**EXERCISE OBJECTIVE**
Your output should be the lines from the start of the data through the line containing "The result shall", exactly and nothing more.

======== RECORDS SHOWN

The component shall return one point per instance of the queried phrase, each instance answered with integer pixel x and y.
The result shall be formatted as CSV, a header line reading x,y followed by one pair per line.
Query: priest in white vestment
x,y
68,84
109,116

================

**SOLUTION FOR THIS EXERCISE**
The component shall return one point per instance of the queried phrase, each instance answered with integer pixel x and y.
The result shall be formatted as CSV, a header line reading x,y followed by one pair per line.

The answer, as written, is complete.